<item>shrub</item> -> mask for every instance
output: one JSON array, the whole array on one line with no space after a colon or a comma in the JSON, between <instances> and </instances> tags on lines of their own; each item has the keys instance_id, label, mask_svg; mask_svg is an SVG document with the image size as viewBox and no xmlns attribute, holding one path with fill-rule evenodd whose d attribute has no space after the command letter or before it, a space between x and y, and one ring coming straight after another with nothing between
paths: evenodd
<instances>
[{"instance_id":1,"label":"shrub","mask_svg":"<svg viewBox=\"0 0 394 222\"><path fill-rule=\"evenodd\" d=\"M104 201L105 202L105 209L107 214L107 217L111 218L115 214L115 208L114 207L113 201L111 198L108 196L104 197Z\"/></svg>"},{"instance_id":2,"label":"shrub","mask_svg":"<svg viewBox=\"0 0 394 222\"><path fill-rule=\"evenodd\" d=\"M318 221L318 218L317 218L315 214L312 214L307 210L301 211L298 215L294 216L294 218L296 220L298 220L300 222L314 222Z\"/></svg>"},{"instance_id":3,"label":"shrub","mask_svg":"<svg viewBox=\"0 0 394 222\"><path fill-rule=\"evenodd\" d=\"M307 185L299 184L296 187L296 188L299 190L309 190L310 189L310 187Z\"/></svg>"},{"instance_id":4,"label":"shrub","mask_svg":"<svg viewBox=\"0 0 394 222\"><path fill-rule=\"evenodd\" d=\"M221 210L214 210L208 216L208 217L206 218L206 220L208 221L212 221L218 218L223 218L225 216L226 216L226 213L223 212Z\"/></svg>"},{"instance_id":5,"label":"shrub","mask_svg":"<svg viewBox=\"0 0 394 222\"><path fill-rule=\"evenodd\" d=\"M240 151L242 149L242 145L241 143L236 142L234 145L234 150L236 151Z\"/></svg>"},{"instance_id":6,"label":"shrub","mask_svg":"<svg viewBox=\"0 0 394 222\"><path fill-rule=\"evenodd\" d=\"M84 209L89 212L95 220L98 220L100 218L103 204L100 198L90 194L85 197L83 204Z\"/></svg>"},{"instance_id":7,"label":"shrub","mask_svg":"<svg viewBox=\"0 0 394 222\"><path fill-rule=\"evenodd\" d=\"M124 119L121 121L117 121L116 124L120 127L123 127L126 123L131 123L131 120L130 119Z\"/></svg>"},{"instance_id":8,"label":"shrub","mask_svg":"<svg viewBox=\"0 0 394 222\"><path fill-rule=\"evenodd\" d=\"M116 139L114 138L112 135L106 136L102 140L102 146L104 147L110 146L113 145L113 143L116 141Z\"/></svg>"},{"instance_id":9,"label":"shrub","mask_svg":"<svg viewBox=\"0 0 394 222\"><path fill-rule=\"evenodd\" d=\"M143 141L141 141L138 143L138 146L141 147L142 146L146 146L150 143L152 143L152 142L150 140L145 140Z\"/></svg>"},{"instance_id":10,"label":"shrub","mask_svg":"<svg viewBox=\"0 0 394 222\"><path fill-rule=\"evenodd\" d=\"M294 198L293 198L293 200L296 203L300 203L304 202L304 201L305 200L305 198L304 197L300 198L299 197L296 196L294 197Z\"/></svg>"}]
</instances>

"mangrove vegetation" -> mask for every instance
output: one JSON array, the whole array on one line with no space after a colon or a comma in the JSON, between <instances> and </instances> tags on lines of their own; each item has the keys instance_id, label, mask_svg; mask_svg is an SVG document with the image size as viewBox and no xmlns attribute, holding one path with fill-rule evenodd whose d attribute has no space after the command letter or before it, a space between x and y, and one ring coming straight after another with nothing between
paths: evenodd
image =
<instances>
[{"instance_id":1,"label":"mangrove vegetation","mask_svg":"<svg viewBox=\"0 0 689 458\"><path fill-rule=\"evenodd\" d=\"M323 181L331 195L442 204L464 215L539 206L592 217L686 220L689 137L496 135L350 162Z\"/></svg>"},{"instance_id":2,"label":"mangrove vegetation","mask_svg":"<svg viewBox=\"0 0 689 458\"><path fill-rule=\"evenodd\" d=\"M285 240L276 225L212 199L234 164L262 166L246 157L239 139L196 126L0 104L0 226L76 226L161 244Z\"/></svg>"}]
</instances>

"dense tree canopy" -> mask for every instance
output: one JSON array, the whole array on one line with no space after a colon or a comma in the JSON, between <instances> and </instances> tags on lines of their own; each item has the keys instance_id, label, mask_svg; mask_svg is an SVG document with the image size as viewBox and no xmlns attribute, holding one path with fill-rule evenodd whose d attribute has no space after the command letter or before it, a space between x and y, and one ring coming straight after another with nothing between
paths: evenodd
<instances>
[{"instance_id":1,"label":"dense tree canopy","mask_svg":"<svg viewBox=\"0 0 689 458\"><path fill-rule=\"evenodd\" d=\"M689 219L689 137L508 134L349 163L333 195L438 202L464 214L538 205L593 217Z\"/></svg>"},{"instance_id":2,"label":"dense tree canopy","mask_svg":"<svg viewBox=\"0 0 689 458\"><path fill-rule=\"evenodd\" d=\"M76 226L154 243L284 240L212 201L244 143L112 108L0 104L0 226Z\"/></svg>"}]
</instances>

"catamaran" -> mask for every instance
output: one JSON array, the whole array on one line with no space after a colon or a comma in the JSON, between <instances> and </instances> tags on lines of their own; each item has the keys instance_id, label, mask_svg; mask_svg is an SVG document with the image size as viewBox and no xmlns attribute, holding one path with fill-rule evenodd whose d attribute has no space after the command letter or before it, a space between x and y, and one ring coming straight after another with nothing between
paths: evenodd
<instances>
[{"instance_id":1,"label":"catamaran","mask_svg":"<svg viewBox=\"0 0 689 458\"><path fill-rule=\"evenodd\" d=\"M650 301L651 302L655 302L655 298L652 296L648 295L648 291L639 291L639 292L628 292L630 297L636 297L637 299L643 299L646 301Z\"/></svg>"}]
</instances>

============

### Exercise goal:
Each record must be returned exactly as it is written.

### Result for this task:
<item>shrub</item> -> mask for every instance
output: one JSON array, the whole array on one line with no space after a colon or a comma in the JSON, between <instances> and </instances> tags on lines of their own; each item has the keys instance_id, label, mask_svg; mask_svg is an SVG document with the image size as viewBox and no xmlns attribute, holding one path with fill-rule evenodd whose d attribute has no space after the command letter or before it, a space between x and y, and one ring coming straight after another with nothing between
paths: evenodd
<instances>
[{"instance_id":1,"label":"shrub","mask_svg":"<svg viewBox=\"0 0 394 222\"><path fill-rule=\"evenodd\" d=\"M104 201L105 202L105 209L107 214L107 217L111 218L115 214L115 208L114 207L113 201L111 198L108 196L104 197Z\"/></svg>"},{"instance_id":2,"label":"shrub","mask_svg":"<svg viewBox=\"0 0 394 222\"><path fill-rule=\"evenodd\" d=\"M318 221L318 218L317 218L315 214L312 214L307 210L301 211L298 215L294 216L294 218L296 220L298 220L300 222L314 222Z\"/></svg>"},{"instance_id":3,"label":"shrub","mask_svg":"<svg viewBox=\"0 0 394 222\"><path fill-rule=\"evenodd\" d=\"M307 185L299 184L296 187L296 188L299 190L309 190L310 189L310 187Z\"/></svg>"},{"instance_id":4,"label":"shrub","mask_svg":"<svg viewBox=\"0 0 394 222\"><path fill-rule=\"evenodd\" d=\"M221 210L214 210L208 216L208 217L206 218L206 220L208 221L212 221L218 218L223 218L225 216L226 216L226 213L223 212Z\"/></svg>"},{"instance_id":5,"label":"shrub","mask_svg":"<svg viewBox=\"0 0 394 222\"><path fill-rule=\"evenodd\" d=\"M240 151L242 149L242 145L241 143L236 142L234 145L234 150L236 151Z\"/></svg>"},{"instance_id":6,"label":"shrub","mask_svg":"<svg viewBox=\"0 0 394 222\"><path fill-rule=\"evenodd\" d=\"M84 209L89 212L95 220L98 220L100 218L103 204L100 198L90 194L85 197L83 204Z\"/></svg>"},{"instance_id":7,"label":"shrub","mask_svg":"<svg viewBox=\"0 0 394 222\"><path fill-rule=\"evenodd\" d=\"M124 119L121 121L117 121L116 124L120 127L123 127L126 123L131 123L131 120L130 119Z\"/></svg>"},{"instance_id":8,"label":"shrub","mask_svg":"<svg viewBox=\"0 0 394 222\"><path fill-rule=\"evenodd\" d=\"M116 139L114 138L112 135L106 136L102 140L102 146L104 147L110 146L113 145L113 143L116 141Z\"/></svg>"},{"instance_id":9,"label":"shrub","mask_svg":"<svg viewBox=\"0 0 394 222\"><path fill-rule=\"evenodd\" d=\"M143 141L141 141L138 143L138 146L141 147L142 146L146 146L150 143L152 143L152 142L150 140L145 140Z\"/></svg>"},{"instance_id":10,"label":"shrub","mask_svg":"<svg viewBox=\"0 0 394 222\"><path fill-rule=\"evenodd\" d=\"M294 198L293 198L293 200L296 203L300 203L304 202L304 201L305 200L305 198L304 197L300 198L299 197L296 196L294 197Z\"/></svg>"}]
</instances>

"mangrove vegetation" -> mask for every instance
output: one JSON array, the whole array on one line with no space after a colon or a comma in the JSON, between <instances> and </instances> tags on lines of their own; each item has the keys instance_id, label, mask_svg; mask_svg is an SVG document with the image size as viewBox and no xmlns attribute, holding one path with fill-rule evenodd whose d attribute has no space after the command letter or before it, a space between x and y, and one ring coming straight after another with nothing between
paths: evenodd
image =
<instances>
[{"instance_id":1,"label":"mangrove vegetation","mask_svg":"<svg viewBox=\"0 0 689 458\"><path fill-rule=\"evenodd\" d=\"M323 181L331 195L442 204L464 215L539 206L592 217L686 220L689 137L496 135L350 162Z\"/></svg>"},{"instance_id":2,"label":"mangrove vegetation","mask_svg":"<svg viewBox=\"0 0 689 458\"><path fill-rule=\"evenodd\" d=\"M285 240L276 225L212 199L234 164L262 166L246 157L239 139L196 126L0 104L0 226L76 226L161 244Z\"/></svg>"}]
</instances>

"dense tree canopy" -> mask for every instance
output: one JSON array, the whole array on one line with no space after a colon or a comma in the JSON, between <instances> and </instances> tags on lines of their own; each item has the keys instance_id, label, mask_svg; mask_svg is an SVG document with the image size as viewBox and no xmlns attribute, holding one path with fill-rule evenodd whose d attribute has no space after the command letter or before it, a space between x and y, and one ring coming straight after another with nothing between
paths: evenodd
<instances>
[{"instance_id":1,"label":"dense tree canopy","mask_svg":"<svg viewBox=\"0 0 689 458\"><path fill-rule=\"evenodd\" d=\"M689 219L689 137L508 134L349 163L333 195L438 202L464 214L538 205L593 217Z\"/></svg>"},{"instance_id":2,"label":"dense tree canopy","mask_svg":"<svg viewBox=\"0 0 689 458\"><path fill-rule=\"evenodd\" d=\"M76 226L154 243L284 240L212 201L244 143L112 108L0 104L0 226Z\"/></svg>"}]
</instances>

"catamaran" -> mask for every instance
output: one JSON array, the whole array on one line with no space after a colon or a comma in the JSON, between <instances> and </instances> tags on lines of their own; each item has the keys instance_id, label, mask_svg; mask_svg is an SVG document with the image size as viewBox and no xmlns attribute, holding one path with fill-rule evenodd whose d attribute has no space after the command letter or before it, a space between x and y, and one ring coming straight after another with nothing between
paths: evenodd
<instances>
[{"instance_id":1,"label":"catamaran","mask_svg":"<svg viewBox=\"0 0 689 458\"><path fill-rule=\"evenodd\" d=\"M650 301L651 302L655 302L655 298L652 296L648 295L648 291L639 291L639 292L628 292L630 297L636 297L637 299L643 299L646 301Z\"/></svg>"}]
</instances>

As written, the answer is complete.